■ Given information:
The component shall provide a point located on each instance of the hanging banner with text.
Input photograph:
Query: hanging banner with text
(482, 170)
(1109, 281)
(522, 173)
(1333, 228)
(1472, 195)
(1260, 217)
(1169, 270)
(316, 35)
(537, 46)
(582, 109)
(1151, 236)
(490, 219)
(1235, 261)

■ Aim of the task: Output the entries exactly.

■ Exercise output:
The component shall provide a point located on each instance of the hanging banner with text.
Input photograph:
Query: hanging banner with text
(482, 170)
(1109, 281)
(522, 173)
(1333, 228)
(1472, 195)
(1260, 217)
(1169, 270)
(316, 35)
(537, 46)
(582, 109)
(1151, 236)
(490, 219)
(1235, 261)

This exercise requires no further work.